GOAL OF THE EXERCISE -
Format the items below, from the line containing "Where can you spot the facial" through the end, as a Markdown table with the columns Row and Line, leaving out blank lines.

==== PROVIDED MATERIAL ====

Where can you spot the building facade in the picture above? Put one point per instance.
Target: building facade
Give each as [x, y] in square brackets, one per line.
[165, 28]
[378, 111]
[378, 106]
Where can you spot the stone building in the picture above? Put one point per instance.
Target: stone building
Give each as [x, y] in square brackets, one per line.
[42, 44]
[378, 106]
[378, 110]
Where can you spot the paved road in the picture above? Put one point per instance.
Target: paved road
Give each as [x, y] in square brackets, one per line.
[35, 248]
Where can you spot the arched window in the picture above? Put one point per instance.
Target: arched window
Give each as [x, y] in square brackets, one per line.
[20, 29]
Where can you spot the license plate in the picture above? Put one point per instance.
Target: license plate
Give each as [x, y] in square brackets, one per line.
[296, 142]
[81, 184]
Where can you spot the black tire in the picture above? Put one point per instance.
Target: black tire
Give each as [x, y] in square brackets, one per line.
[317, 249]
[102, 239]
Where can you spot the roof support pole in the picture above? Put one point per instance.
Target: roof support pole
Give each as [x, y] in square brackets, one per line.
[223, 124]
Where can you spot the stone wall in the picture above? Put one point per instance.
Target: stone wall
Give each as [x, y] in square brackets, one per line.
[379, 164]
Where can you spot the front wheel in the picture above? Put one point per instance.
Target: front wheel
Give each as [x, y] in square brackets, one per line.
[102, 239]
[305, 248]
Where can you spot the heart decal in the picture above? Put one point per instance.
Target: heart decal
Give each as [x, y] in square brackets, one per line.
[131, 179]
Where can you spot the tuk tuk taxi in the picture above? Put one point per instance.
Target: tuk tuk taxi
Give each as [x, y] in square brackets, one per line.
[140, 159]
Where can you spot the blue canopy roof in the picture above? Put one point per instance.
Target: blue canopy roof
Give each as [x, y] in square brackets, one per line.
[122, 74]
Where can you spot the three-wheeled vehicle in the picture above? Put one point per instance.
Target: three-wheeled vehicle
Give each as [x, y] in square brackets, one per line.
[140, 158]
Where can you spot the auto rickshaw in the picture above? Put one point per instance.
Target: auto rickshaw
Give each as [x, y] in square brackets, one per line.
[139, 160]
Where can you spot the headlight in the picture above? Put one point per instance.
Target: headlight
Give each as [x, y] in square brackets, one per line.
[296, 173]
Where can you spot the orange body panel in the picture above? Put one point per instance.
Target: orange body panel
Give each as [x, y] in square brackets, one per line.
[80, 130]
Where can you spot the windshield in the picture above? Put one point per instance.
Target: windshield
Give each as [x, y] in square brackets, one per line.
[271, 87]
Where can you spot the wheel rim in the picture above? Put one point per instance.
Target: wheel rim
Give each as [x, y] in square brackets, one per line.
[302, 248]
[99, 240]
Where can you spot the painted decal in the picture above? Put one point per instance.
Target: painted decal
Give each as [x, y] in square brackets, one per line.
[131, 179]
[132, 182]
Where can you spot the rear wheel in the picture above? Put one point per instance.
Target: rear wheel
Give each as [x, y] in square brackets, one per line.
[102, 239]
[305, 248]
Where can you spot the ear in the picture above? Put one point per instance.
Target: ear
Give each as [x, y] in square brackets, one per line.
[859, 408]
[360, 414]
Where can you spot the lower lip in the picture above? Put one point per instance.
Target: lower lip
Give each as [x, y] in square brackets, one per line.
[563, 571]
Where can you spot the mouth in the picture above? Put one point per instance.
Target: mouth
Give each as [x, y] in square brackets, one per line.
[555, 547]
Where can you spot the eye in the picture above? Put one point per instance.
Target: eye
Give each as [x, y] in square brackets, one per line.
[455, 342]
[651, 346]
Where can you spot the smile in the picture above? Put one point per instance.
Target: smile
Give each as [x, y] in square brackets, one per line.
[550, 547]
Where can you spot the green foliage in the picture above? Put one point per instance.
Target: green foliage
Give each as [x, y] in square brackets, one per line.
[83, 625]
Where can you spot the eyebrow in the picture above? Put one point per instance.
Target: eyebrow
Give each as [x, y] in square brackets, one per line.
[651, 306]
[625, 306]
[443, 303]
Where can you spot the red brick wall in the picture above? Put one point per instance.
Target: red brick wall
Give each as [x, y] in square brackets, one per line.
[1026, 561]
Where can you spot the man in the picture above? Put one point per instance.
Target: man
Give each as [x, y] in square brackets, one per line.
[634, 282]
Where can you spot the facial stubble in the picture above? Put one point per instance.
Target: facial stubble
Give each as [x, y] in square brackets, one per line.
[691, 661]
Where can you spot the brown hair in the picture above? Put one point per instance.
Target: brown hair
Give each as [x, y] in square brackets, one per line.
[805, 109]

====

SOLUTION TO THIS PROBLEM -
| Row | Line |
|---|---|
| 1 | Where can you spot the facial stubble in the picture above? Put one point per instance. |
| 2 | Target: facial stubble |
| 3 | Give each as [x, y] in square brackets, one per line. |
| 4 | [691, 661] |
| 5 | Where can you spot the brown hair in the picture above? Put one point per instance. |
| 6 | Target: brown hair |
| 7 | Give each as [x, y] in square brackets, one per line. |
| 8 | [805, 109] |